Задание 1:
В каком году автор текста о журналистском стаже уехал в Украину?
Задание 2:
Пожалуйста, воспроизведите отрывок текста о журналистском стаже: начните с места, где стоят слова «Получается, сама жизнь», и остановитесь после слов «света, на берегу, можно сказать, Тихого океана.».
====== Исходный текст
С конца сентября 2025 года мой журналистский стаж обозначается двумя цифрами – твердой, как говорили когда-то у нас в сельской школе, четверкой и еще более твердой тройкой. Событие, однако, как ни посмотри на это. А, с другой стороны, 43 года работы журналистом – это как 43 удара взволнованного сердца. Настолько быстро пролетело время.
Получается, сама жизнь выставила мне эти твердые оценки. И она у меня никогда не была простой, как пробежка по утреннему парку (а у кого жизнь простая?). Скорее, всегда напоминала дорогу в гору, дорогу-преодоление. Себя, в первую очередь. И в пути к заповедной вершине, к которой движется каждый из нас, я сменил три страны. Родиться-то довелось мне при коммунистическом режиме – на Дальнем Востоке, в Приморском крае. При коммунистах же служил на Тихоокеанском флоте, потом работал на лесоповале, а за несколько недель до смерти Брежнева чуть ли не с топором за поясом (с лесоповала же!) был зачислен в штат районной газеты на должность корреспондента. Там же, на краю света, на берегу, можно сказать, Тихого океана.
У океана и осталась родина моя, потому что в 1993 году, уже будучи редактором газеты, я уехал в Украину – в Запорожье, откуда родом моя жена, которую я встретил на берегу, можно сказать, Тихого океана. То есть, океан - это вся моя жизнь: рождение, работа, военная служба, любовь… воспоминания, наконец. При том, что с Приморьем меня больше ничего не связывает. Хотя там осталось много родственников: брат, две сестры, племянники и племянницы. Даже внебрачный сын, которому уже далеко за тридцать и которого проклятый московский путлер в любой момент может послать убивать нас, украинцев, как это уже произошло с сотнями тысяч россиян, превратившихся на украинской земле в убийц, насильников и мародеров. Впрочем, ни в кого они не превращались: они просто проявили свою сущность. Она в них проявилась, не пустив их к заповедной вершине, о которой я говорил.
Припоминаю в этой связи 1994 год: я вернулся в Приморье, где нужно было решить некоторые финансовые вопросы. Зашел в газету, а перед отъездом я ее передал своему заместителю, чтобы узнать новости. Мы с замом не были друзьями, но отношения у нас были дружескими. Олег Константинович, так звали коллегу, во многом, как мне казалось, разделял мои взгляды на жизнь, но был не таким категоричным, как я – выдержки у него было больше. Сказывался, видимо, опыт: он был старше меня на двенадцать лет. Моему намерению оставить работу и уехать он радовался, не скрывая радости. «Ну, когда ты уже соберешься?» – спрашивал он как бы в шутку. Очень хотелось ему почувствовать себя хозяином газеты. Увидев же, что я действительно собираю вещи, объявил: «Значит, сбегаешь!» И добавил, когда я кивнул головой: «Назад проситься не будешь?» И я уверенно ответил: «Не буду!» И никогда не просился. Хотя звали (а российское гражданство у меня оставалось до 1999 года).
============
====== Строки
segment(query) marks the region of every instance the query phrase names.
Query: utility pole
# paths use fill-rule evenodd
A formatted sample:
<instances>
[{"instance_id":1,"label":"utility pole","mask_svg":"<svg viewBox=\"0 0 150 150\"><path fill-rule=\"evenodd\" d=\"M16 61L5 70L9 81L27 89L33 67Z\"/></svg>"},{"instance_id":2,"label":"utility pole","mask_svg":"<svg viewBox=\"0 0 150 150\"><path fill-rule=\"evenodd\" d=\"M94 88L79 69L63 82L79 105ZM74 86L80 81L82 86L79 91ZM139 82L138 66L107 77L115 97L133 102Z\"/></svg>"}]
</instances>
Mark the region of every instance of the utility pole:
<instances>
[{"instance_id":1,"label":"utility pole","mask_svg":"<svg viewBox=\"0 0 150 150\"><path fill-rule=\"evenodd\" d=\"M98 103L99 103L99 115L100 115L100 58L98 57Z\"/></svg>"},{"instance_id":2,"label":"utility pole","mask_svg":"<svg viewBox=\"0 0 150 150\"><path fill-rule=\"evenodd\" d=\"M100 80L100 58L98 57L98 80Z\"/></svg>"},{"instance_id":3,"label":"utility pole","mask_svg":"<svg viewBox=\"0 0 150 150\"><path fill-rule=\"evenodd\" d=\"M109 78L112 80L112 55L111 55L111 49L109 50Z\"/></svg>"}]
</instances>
============
Результат выполнения 1:
В 1993 году.

Результат выполнения 2:
Получается, сама жизнь выставила мне эти твердые оценки. И она у меня никогда не была простой, как пробежка по утреннему парку (а у кого жизнь простая?). Скорее, всегда напоминала дорогу в гору, дорогу-преодоление. Себя, в первую очередь. И в пути к заповедной вершине, к которой движется каждый из нас, я сменил три страны. Родиться-то довелось мне при коммунистическом режиме – на Дальнем Востоке, в Приморском крае. При коммунистах же служил на Тихоокеанском флоте, потом работал на лесоповале, а за несколько недель до смерти Брежнева чуть ли не с топором за поясом (с лесоповала же!) был зачислен в штат районной газеты на должность корреспондента. Там же, на краю света, на берегу, можно сказать, Тихого океана.